→ **SELECTED EXCERPT**:
◇ ◇ ◇ ◇ ◇ ◇ ◇

PTI File photo shows a copy of Tahawwur Hussain Rana’s passport. The Pakistani-Canadian is an accused in a 26/11 case.

In what might be the most-watched terrorism case of the year, a United States federal judge on Wednesday selected 12 jurors — eight women and four men — for the trial of Tahawwur Rana, alleged conspirator in the Mumbai 26/11 terror attacks. After reviewing 29 possible choices from a list of 53 individuals, Judge Harry Leinenweber also selected six alternatives for his Chicago court.

Rana, a Canadian national of Pakistani descent, is in the dock over allegations that he aided David Headley, the purported mastermind of the deadly attack that killed over 160 people. He was said to have allowed Headley to use his immigration firm as a front for Headley's surveillance activities in Mumbai before the attacks.

◇ ◇ ◇ ◇ ◇ ◇ ◇

→ **MATERIAL**:
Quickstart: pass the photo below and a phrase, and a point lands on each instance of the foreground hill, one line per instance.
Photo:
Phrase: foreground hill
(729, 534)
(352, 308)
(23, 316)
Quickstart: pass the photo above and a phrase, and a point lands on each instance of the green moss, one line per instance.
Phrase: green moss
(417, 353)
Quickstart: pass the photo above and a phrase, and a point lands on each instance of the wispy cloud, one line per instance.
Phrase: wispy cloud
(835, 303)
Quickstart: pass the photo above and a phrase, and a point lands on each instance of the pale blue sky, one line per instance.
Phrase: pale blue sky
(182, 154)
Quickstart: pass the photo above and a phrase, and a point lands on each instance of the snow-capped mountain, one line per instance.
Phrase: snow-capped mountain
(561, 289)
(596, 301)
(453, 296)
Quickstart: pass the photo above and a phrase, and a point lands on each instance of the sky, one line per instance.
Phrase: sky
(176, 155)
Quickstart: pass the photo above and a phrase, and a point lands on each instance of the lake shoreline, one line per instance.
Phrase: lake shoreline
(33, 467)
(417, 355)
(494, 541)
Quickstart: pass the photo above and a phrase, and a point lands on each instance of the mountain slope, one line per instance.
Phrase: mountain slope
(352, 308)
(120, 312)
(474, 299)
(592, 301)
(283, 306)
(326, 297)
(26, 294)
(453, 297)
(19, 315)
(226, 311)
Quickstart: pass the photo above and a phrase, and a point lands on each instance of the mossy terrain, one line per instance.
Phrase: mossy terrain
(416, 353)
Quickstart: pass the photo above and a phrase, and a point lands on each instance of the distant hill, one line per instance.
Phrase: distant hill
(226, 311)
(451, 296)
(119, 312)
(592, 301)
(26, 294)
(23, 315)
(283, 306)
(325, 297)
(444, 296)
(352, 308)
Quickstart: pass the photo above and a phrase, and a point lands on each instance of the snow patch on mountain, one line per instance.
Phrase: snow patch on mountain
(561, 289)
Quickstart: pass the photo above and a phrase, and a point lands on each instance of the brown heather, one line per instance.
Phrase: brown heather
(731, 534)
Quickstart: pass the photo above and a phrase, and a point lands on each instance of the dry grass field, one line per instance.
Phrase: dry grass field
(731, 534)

◇ ◇ ◇ ◇ ◇ ◇ ◇

→ **TASK DIRECTIONS**: Extend the news report on the jury selection for Tahawwur Rana's trial, picking up directly after its final sentence.

→ **THE RESPONSE**:
Headley, who was arrested in October 2009, entered into a plea bargain agreement with federal authorities last year in a bid to avoid the death penalty. He will be a principal prosecution witness in the Rana case and his testimony is also expected to highlight links between the Lashkar-e-Taiba and an official of the Pakistani Inter-Services Intelligence, Major Iqbal.

This week's jury selection came after days spent vetting potential candidates, following which Judge Leinenweber said to the jurors: “You are not to discuss this case among yourselves until all the evidence is in,” adding that they were not to discuss it with friends and family or do independent research on the Internet.

The composition of the jury was immediately welcomed by Rana's legal team. His attorney Charlie Swift said: “I believe we got a jury of Mr. Rana's peers, people who can understand Mr. Rana's position as an immigrant... as a minority in his community and as a businessman and a family man.”

Judge Leinenweber cautioned that despite heightened sensitivities and fears in regard to foreign terrorism following the 9/11 attacks, “jurors cannot face a situation in which they deliberate in fear that their verdict may subject them or their family to any form of retaliation.”